→ Text under study:
—————
Skip to content

Metrics

Observability follows RED (rate, errors, duration) and USE (utilization, saturation, errors) patterns. Metrics are Prometheus-style. Dashboard JSON and alert rule files are internal to the Astra repo (PRD §17).

Metric catalog

Metric Type Description
astra_task_latency_seconds Histogram End-to-end task execution duration
astra_task_success_total Counter Tasks completed successfully
astra_task_failure_total Counter Tasks that failed or timed out
astra_events_processed_total Counter Events processed by the event loop
astra_actor_count Gauge Active actor / agent count
astra_worker_heartbeat_total Counter Worker heartbeat signals received
astra_llm_token_usage_total Counter Total LLM tokens consumed (label: model)
astra_llm_cost_dollars Counter Cumulative LLM cost in USD (label: model)
—————
→ Given entries:
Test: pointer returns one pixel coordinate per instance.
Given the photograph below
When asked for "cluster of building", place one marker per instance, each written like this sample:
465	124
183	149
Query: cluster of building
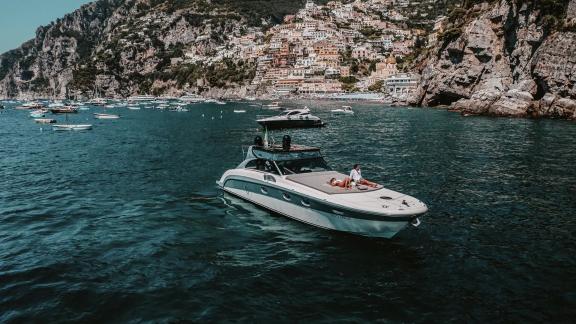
328	49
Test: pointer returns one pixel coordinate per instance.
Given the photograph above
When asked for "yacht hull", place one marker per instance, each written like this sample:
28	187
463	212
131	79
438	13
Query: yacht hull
315	212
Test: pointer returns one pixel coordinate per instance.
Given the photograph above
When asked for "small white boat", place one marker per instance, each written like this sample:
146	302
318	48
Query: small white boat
98	102
72	127
56	104
45	121
191	98
273	106
37	113
106	116
345	110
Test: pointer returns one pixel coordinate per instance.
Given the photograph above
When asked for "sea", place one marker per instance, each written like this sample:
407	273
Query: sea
125	223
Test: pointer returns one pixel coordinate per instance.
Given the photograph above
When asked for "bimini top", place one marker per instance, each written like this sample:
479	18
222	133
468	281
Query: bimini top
277	153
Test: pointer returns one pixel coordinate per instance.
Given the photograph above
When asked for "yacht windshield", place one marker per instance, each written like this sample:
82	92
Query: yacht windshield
303	166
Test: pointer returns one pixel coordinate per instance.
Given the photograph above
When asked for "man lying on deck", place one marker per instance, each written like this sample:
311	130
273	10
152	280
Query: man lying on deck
356	176
340	183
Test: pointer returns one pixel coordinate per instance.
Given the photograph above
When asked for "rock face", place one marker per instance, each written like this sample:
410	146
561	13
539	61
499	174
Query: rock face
118	48
507	60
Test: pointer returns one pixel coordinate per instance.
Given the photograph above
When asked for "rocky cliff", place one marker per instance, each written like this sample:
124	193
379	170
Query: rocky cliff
117	48
507	58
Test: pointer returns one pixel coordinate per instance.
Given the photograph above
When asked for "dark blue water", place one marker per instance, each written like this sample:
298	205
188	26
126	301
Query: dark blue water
125	223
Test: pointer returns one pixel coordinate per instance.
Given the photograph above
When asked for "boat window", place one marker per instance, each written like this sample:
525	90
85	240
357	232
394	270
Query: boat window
270	167
303	166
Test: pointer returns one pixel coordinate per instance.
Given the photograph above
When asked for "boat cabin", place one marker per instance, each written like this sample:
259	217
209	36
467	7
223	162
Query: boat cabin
285	160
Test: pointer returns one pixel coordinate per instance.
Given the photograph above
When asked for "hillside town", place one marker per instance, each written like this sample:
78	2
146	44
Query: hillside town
333	49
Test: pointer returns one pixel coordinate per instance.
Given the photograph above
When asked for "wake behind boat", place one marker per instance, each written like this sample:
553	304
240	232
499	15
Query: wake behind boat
294	118
293	180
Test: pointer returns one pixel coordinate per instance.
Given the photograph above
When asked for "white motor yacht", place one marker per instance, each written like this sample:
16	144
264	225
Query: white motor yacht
294	181
294	118
106	116
345	110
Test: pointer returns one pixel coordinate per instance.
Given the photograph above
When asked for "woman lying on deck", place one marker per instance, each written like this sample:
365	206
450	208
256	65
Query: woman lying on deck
346	183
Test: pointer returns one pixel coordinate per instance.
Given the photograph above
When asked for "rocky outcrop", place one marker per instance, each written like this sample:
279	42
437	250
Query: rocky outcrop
118	48
507	60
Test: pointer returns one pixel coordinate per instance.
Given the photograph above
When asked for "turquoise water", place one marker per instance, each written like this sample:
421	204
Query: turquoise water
125	223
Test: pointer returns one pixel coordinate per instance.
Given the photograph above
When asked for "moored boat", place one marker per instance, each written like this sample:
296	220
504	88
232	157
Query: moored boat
345	110
31	106
294	118
294	181
64	110
45	121
70	127
37	113
106	116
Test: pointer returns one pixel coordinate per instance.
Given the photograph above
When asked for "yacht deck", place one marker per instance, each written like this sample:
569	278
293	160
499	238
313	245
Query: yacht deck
319	181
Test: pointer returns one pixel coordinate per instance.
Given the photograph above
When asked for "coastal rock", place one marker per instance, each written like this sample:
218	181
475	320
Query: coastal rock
504	62
555	107
555	65
514	103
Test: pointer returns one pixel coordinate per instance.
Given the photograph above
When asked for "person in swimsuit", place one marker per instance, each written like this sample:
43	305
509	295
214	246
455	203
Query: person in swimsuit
340	183
356	176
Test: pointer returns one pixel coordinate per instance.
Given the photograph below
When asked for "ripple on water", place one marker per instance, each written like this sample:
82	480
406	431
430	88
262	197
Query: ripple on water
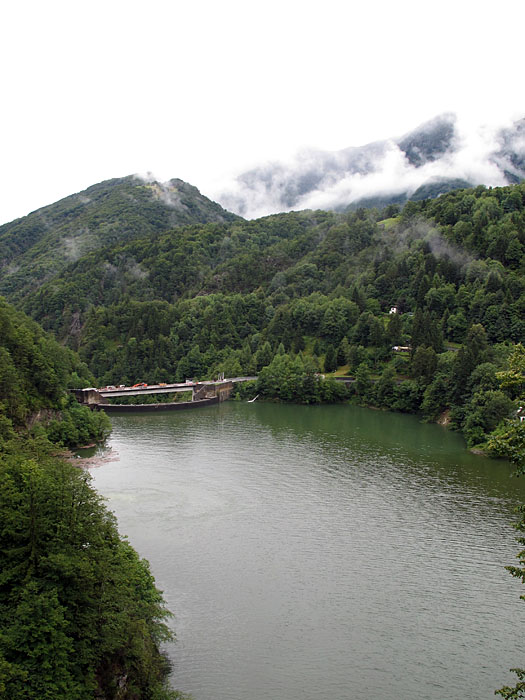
321	552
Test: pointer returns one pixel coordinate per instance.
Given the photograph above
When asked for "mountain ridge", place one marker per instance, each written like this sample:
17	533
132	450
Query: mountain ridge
114	211
435	155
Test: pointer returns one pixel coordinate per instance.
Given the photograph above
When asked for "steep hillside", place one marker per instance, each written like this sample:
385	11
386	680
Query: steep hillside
79	611
35	248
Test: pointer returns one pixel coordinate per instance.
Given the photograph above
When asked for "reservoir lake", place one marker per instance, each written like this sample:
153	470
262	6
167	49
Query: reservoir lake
321	551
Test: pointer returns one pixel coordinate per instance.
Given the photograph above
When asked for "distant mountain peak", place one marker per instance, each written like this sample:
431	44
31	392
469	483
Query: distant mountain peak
432	158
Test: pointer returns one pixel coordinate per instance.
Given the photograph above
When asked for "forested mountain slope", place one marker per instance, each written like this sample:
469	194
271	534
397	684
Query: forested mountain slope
80	616
317	287
35	248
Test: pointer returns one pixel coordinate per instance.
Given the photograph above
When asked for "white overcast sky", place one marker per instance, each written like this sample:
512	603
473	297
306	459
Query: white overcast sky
201	90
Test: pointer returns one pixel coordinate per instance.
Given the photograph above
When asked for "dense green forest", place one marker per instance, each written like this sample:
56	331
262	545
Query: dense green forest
317	287
37	247
422	309
80	616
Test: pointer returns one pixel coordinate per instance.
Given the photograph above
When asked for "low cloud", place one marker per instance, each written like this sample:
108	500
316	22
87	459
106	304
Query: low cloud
444	149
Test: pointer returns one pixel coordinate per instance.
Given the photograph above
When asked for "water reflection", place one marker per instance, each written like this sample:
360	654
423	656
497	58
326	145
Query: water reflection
322	551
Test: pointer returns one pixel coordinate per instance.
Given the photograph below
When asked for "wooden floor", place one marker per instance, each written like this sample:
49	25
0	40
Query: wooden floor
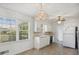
53	49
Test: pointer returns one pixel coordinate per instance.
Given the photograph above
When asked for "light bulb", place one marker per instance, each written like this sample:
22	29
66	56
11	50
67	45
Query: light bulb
59	22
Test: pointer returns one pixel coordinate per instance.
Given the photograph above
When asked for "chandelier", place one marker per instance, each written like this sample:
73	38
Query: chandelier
41	15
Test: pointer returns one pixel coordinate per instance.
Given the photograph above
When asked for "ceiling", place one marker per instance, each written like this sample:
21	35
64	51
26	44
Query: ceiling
52	9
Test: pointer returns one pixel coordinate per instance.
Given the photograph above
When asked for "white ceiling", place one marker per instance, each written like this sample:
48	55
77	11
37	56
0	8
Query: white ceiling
52	9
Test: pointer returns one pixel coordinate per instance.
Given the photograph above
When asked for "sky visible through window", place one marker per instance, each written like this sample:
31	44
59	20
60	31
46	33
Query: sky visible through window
7	21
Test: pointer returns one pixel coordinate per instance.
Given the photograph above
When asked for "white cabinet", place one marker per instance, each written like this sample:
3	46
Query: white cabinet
69	40
41	42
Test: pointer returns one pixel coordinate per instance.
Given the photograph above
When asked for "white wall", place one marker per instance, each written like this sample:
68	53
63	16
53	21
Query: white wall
15	47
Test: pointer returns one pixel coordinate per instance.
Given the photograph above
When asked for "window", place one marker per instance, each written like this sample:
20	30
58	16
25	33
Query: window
23	31
7	30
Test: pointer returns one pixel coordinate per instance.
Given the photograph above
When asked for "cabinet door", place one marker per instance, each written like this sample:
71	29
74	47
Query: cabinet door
69	40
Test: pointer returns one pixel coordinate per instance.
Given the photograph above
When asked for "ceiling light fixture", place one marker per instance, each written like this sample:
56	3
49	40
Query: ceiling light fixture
41	15
60	19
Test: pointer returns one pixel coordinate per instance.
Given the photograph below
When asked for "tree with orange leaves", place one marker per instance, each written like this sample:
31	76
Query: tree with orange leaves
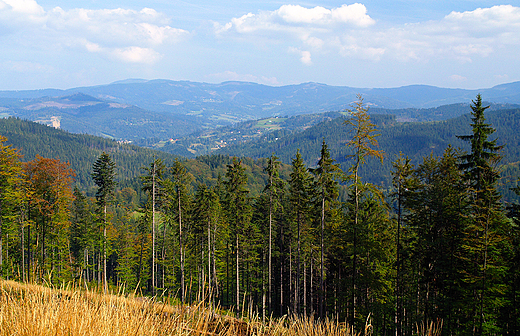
49	182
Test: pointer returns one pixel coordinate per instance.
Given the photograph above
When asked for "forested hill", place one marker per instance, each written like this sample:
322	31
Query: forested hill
82	150
414	139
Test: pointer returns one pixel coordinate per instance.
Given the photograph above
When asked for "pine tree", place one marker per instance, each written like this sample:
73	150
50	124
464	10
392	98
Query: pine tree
485	233
326	189
300	194
273	188
152	184
178	203
238	211
362	144
104	177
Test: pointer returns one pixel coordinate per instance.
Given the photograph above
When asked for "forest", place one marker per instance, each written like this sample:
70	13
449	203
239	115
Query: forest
438	246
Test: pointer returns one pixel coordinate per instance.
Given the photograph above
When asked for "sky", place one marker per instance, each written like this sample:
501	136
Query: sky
467	44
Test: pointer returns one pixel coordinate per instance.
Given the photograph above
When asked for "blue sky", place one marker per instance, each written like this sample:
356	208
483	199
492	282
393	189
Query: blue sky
374	43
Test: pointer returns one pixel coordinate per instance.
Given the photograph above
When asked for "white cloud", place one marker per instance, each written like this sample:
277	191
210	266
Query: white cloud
233	76
136	55
458	78
22	6
305	56
126	35
351	32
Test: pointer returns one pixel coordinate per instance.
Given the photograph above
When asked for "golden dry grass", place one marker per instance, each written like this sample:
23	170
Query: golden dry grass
33	310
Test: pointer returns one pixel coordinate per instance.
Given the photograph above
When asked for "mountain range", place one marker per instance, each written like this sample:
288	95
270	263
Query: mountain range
149	111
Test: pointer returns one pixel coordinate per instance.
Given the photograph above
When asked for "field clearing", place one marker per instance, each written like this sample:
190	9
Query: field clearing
271	123
35	310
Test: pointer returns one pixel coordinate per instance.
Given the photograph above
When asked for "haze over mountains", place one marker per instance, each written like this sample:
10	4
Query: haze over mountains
161	109
183	118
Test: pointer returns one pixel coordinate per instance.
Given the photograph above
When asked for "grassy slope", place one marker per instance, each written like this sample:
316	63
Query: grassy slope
34	310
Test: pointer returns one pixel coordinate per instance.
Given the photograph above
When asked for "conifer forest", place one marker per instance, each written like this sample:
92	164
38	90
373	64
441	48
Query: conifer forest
439	246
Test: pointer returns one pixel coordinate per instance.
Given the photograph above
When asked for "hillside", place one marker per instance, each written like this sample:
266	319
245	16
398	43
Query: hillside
84	114
81	151
211	140
414	139
239	101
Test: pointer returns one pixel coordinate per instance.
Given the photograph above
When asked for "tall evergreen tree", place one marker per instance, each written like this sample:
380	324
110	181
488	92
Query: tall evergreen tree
273	188
104	177
300	194
362	144
238	211
152	184
178	200
326	189
485	233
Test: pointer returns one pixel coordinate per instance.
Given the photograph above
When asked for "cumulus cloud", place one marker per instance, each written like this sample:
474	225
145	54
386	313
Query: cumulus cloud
127	35
233	76
305	56
351	32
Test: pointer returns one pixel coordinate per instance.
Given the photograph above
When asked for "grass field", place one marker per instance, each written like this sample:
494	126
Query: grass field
35	310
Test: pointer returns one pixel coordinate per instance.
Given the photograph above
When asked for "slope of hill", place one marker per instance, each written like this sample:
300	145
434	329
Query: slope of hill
238	101
415	140
80	113
81	151
208	141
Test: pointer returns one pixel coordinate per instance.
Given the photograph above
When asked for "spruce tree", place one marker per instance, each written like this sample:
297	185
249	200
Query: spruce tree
485	233
104	177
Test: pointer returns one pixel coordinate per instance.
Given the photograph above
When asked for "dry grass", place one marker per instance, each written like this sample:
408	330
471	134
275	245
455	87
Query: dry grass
34	310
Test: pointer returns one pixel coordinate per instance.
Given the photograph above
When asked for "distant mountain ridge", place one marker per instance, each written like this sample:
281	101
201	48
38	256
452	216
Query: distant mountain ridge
150	111
263	100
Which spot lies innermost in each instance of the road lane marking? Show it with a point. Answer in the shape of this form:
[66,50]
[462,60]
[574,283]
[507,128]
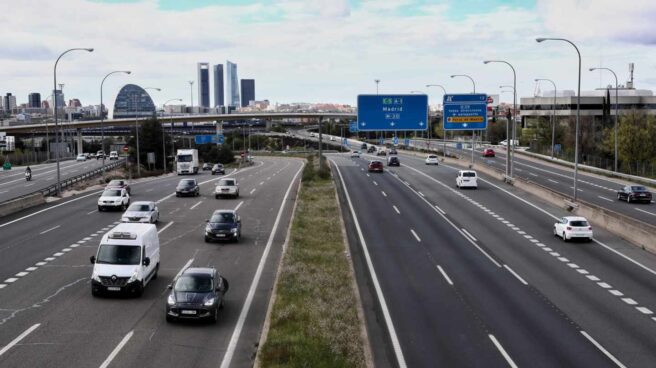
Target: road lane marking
[415,235]
[446,277]
[502,351]
[117,349]
[609,355]
[379,291]
[19,338]
[516,275]
[232,345]
[52,228]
—————
→ Assignment 1: In the metrics page, rewrite the paragraph beginning "Observability follows RED" as a short bulleted list that keeps its main facts.
→ Assignment 2: Carry on the metrics page past its last line.

→ Response 1:
- Observability uses the RED pattern (rate, errors, duration) and the USE pattern (utilization, saturation, errors).
- Metrics are Prometheus-style.
- Dashboard JSON and alert rule files are internal to the Astra repo (PRD §17).

→ Response 2:
astra_scheduler_ready_queue_depth Gauge Tasks waiting in the ready queue (per shard)

Alert thresholds

Alert Condition
High task failure rate astra_task_failure_total / (astra_task_success_total + astra_task_failure_total) > 5% over 5 min
High queue depth astra_scheduler_ready_queue_depth > 10000 pending tasks
Low worker availability Registered workers < 50% of expected pool
LLM cost spike Daily astra_llm_cost_dollars rate > 2× rolling daily average

Tracing

Distributed traces link requests, task runs, and tool calls via shared correlation IDs. Stack details: PRD §17.

Dashboards

Platform dashboard (gateway-hosted) and Grafana views summarise health, cost, and throughput — see PRD for surfaces.